[Input]:
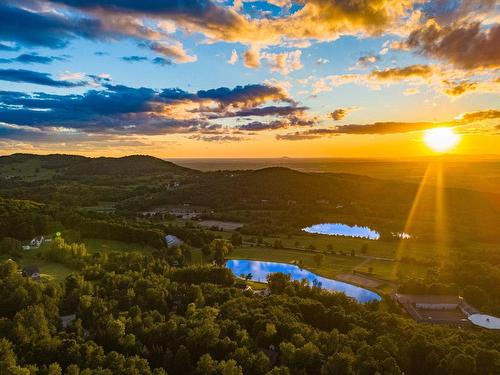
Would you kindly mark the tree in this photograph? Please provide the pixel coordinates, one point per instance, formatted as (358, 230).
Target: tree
(364, 249)
(318, 259)
(10, 246)
(220, 248)
(277, 282)
(236, 239)
(476, 296)
(277, 244)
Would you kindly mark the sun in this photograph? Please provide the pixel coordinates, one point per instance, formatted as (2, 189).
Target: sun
(441, 139)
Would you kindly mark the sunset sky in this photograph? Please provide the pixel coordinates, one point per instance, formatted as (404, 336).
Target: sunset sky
(214, 78)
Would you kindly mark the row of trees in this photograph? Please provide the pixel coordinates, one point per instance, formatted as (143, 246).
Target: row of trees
(137, 315)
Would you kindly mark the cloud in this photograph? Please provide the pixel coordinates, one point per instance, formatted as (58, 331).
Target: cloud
(366, 61)
(161, 61)
(411, 71)
(134, 58)
(478, 116)
(43, 28)
(459, 88)
(32, 58)
(172, 50)
(322, 61)
(284, 62)
(234, 58)
(340, 113)
(157, 60)
(316, 19)
(298, 120)
(465, 45)
(217, 138)
(118, 109)
(394, 127)
(251, 58)
(37, 78)
(246, 96)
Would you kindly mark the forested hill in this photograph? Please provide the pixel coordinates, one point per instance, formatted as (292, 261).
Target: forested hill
(29, 165)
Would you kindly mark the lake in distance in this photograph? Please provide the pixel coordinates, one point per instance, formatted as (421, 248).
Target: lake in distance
(260, 270)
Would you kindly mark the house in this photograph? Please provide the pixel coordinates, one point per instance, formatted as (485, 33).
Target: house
(435, 308)
(32, 271)
(430, 302)
(172, 240)
(36, 242)
(67, 320)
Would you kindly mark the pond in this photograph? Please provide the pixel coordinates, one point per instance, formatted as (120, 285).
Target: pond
(338, 229)
(260, 270)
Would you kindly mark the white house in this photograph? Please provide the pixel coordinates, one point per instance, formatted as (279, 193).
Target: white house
(172, 240)
(36, 242)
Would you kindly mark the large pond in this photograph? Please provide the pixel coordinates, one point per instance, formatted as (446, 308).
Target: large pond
(338, 229)
(260, 270)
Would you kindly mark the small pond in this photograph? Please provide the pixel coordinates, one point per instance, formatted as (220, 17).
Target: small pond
(338, 229)
(260, 270)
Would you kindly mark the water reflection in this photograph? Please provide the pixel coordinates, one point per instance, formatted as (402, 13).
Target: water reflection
(260, 270)
(338, 229)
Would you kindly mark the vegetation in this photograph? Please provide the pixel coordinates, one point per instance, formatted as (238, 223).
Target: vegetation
(177, 310)
(137, 315)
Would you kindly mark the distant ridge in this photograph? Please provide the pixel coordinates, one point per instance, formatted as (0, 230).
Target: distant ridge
(72, 165)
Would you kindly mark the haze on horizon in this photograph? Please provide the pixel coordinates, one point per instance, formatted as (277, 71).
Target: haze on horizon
(220, 79)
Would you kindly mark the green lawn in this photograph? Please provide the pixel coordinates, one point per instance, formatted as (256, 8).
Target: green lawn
(29, 170)
(47, 269)
(94, 245)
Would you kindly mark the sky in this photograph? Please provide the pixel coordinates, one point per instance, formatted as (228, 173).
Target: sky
(216, 78)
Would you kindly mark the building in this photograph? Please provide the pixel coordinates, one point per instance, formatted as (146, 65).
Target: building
(172, 240)
(435, 308)
(32, 271)
(67, 320)
(36, 242)
(485, 321)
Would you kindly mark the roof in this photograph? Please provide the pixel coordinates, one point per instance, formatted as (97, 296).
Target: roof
(485, 321)
(30, 270)
(428, 299)
(172, 240)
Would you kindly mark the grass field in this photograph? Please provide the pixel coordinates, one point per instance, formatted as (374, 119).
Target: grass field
(47, 269)
(29, 170)
(94, 245)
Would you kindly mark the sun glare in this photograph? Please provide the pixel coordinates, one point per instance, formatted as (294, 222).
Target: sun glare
(441, 139)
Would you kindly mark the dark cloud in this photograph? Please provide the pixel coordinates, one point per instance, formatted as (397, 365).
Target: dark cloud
(246, 96)
(380, 128)
(126, 110)
(375, 128)
(157, 60)
(32, 58)
(464, 45)
(268, 111)
(29, 76)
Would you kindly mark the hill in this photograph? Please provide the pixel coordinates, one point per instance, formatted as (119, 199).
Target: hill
(39, 167)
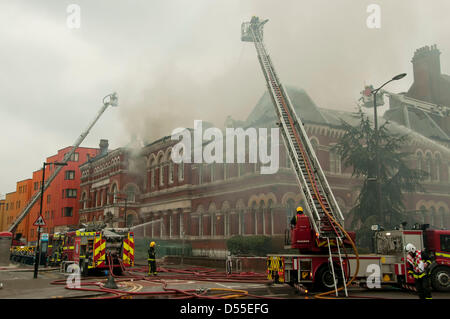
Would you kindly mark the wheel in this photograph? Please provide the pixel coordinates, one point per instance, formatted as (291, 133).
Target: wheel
(84, 270)
(440, 279)
(324, 280)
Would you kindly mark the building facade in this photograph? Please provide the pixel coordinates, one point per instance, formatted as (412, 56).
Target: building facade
(60, 204)
(207, 203)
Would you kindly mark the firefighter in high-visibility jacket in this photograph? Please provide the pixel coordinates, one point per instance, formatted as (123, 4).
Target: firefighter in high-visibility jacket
(152, 259)
(418, 265)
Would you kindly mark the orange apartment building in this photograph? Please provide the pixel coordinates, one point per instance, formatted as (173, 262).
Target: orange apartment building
(60, 203)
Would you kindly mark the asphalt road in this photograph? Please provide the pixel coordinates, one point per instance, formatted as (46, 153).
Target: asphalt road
(18, 283)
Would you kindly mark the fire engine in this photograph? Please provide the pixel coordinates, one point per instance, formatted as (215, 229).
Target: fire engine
(323, 260)
(102, 249)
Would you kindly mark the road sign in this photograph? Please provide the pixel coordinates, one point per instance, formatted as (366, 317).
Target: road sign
(39, 222)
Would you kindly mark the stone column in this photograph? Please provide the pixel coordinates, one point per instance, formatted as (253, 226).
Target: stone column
(271, 222)
(264, 220)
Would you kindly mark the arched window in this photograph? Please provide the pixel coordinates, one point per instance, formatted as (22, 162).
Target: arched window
(161, 175)
(152, 173)
(428, 166)
(288, 160)
(315, 145)
(335, 162)
(213, 171)
(240, 169)
(95, 199)
(131, 194)
(170, 171)
(114, 192)
(438, 167)
(83, 200)
(130, 220)
(181, 171)
(225, 171)
(419, 160)
(433, 219)
(200, 173)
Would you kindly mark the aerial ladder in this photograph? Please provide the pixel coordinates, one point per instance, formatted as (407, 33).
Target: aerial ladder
(112, 101)
(324, 213)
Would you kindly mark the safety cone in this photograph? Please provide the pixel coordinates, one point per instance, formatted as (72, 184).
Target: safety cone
(111, 284)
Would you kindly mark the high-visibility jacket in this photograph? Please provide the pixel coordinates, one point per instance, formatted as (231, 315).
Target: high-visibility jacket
(151, 254)
(416, 264)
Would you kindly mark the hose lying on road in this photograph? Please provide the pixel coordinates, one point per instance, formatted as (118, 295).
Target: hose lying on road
(194, 273)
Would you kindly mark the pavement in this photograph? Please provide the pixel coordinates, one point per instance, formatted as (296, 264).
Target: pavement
(18, 283)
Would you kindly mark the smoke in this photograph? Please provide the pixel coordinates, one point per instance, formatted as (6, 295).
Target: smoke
(323, 47)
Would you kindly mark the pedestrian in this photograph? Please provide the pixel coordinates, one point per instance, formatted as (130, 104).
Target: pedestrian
(418, 265)
(152, 259)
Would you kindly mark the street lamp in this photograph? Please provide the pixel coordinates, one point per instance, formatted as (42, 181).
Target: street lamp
(377, 160)
(38, 251)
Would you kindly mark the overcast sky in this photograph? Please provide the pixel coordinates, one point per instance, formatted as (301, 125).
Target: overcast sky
(175, 61)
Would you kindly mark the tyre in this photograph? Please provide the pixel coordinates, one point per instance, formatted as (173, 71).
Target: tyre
(324, 281)
(440, 279)
(84, 270)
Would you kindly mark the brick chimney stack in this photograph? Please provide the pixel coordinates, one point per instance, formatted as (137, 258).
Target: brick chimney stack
(427, 73)
(103, 147)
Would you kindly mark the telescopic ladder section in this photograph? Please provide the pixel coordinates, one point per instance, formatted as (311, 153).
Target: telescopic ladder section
(324, 211)
(112, 102)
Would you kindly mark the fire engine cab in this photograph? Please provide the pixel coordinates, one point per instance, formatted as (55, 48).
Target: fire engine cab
(107, 248)
(311, 266)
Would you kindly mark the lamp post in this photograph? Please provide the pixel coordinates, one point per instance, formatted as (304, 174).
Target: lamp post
(38, 250)
(377, 158)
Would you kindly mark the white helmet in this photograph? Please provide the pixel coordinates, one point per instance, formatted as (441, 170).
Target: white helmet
(410, 248)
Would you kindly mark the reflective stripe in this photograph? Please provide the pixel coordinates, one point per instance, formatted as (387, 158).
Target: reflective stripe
(419, 276)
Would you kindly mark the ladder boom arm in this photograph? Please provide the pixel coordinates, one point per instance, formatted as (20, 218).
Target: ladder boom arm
(79, 140)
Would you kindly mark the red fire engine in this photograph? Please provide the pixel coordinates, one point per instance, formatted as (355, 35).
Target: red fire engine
(323, 259)
(107, 248)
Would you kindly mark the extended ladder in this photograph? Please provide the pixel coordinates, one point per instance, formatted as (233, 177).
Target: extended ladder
(324, 211)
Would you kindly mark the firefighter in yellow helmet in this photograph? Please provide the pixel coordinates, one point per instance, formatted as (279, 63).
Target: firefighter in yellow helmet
(152, 259)
(295, 217)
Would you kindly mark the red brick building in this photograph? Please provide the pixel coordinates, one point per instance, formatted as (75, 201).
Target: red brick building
(207, 203)
(61, 200)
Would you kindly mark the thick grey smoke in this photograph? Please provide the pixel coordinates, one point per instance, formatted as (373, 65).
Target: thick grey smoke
(324, 47)
(175, 61)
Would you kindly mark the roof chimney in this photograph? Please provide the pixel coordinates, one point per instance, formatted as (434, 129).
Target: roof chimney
(103, 147)
(427, 73)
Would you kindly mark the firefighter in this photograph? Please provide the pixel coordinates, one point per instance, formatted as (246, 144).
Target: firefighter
(295, 218)
(152, 259)
(418, 264)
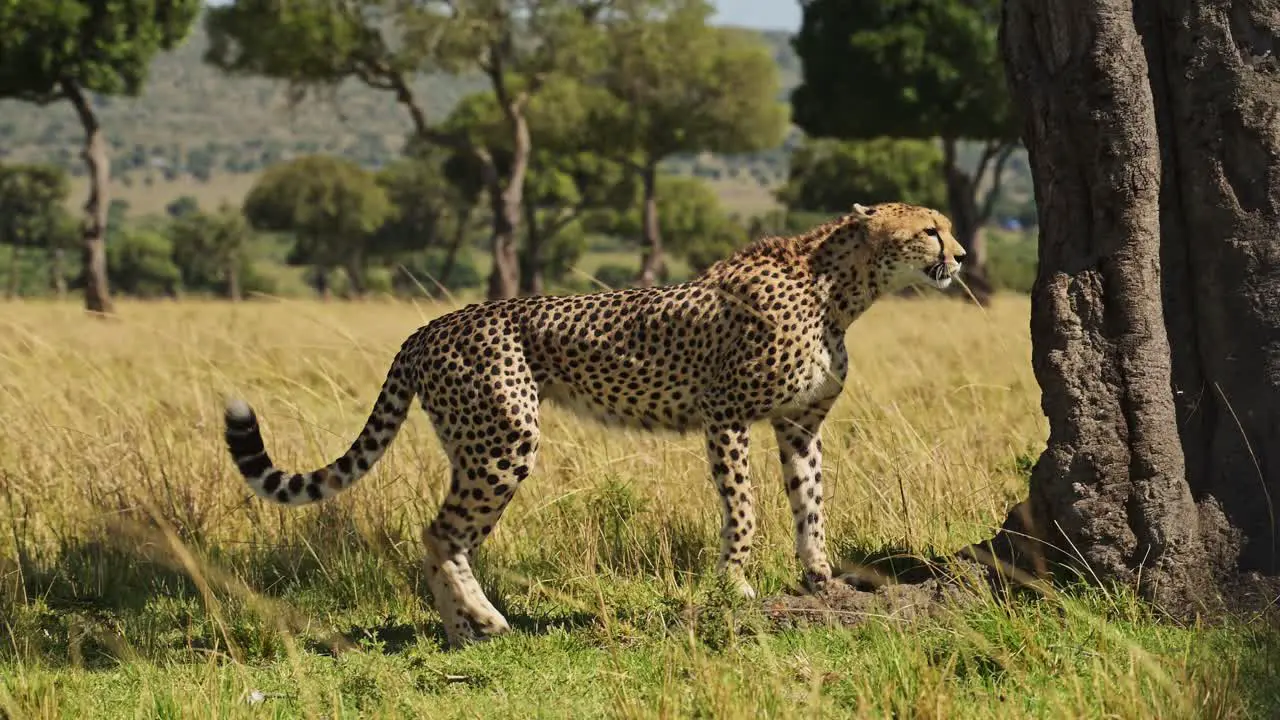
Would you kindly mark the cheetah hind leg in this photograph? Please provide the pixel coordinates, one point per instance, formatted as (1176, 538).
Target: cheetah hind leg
(484, 482)
(466, 613)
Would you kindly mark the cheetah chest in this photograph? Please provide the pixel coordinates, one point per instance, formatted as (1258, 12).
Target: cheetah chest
(821, 376)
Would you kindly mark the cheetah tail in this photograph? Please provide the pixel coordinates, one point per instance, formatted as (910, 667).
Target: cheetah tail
(245, 441)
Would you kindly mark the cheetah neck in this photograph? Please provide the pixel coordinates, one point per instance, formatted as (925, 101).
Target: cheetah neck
(845, 270)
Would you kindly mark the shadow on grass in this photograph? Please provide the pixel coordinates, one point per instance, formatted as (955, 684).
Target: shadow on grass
(127, 595)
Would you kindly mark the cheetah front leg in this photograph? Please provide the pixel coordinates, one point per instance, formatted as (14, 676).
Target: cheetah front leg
(726, 452)
(800, 451)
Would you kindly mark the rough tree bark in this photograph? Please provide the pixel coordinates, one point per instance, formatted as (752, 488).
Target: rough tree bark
(504, 200)
(1153, 137)
(652, 263)
(97, 297)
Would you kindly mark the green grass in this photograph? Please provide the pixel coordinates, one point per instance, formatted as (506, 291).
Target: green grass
(138, 580)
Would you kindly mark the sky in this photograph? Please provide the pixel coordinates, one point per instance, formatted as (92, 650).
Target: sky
(764, 14)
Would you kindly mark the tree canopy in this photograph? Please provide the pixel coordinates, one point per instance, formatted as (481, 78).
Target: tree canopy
(209, 247)
(332, 205)
(103, 48)
(918, 69)
(681, 85)
(828, 176)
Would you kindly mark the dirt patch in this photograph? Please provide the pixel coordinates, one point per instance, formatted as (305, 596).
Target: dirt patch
(842, 604)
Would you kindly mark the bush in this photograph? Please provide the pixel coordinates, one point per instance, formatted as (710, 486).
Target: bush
(140, 263)
(428, 264)
(1011, 259)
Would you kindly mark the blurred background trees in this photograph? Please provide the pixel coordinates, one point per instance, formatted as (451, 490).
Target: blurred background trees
(498, 147)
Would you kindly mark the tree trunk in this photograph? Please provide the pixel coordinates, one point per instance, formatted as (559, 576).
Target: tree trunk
(97, 297)
(460, 236)
(531, 277)
(233, 290)
(321, 279)
(355, 268)
(507, 201)
(1155, 323)
(967, 222)
(14, 274)
(652, 264)
(504, 276)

[Instructions to follow]:
Give back exactly the lines that run from the line with "Would you kindly mark the rough" through the close of the material, counting both ends, and nothing more.

[Solution below]:
Would you kindly mark the rough tree bark in this photograph? Please provide the pixel coordinates, one point per instance, formatted as (752, 488).
Target: rough tree bark
(504, 200)
(1153, 137)
(652, 263)
(97, 297)
Would you kindly mark the green grass in this photograph? Please provide the pixel coordinates, one point per instance, formatted as (506, 291).
Target: green grass
(138, 580)
Would you kindly mark the sky in this photograph? Please provide the pixel coordinates, one point per instance, formatted as (92, 650).
Target: sky
(764, 14)
Would you kindly mark the tree canopy in this photograph? Please provide the pixel coordinates, one point per instance, formatted as (481, 78).
Target: tree canopy
(209, 247)
(332, 205)
(103, 48)
(918, 69)
(681, 85)
(828, 176)
Would you kindly mark the dirt patch in this photograph? Please provide the pixel coordinates, one point per instance, formatted as (305, 596).
Target: dirt patch
(842, 604)
Would you kindly mark the bush in this photograph? Please provide the pixel coordinates, one point per instance, formatted as (710, 486).
Target: bush
(140, 263)
(428, 264)
(1011, 259)
Would you kindly mark the blurred background trees in this photograph? Please provide the pixel coordinates, one point per instance, formatted as (451, 490).
Target: blurred background trees
(498, 147)
Would you kindly mark the tree trunk in this photograph? Please provide the pixel coordinates, one point per instance, formatted as (559, 576).
Target: tree trunk
(97, 297)
(460, 236)
(531, 277)
(233, 290)
(321, 279)
(355, 268)
(507, 201)
(1155, 323)
(967, 222)
(14, 274)
(652, 264)
(504, 276)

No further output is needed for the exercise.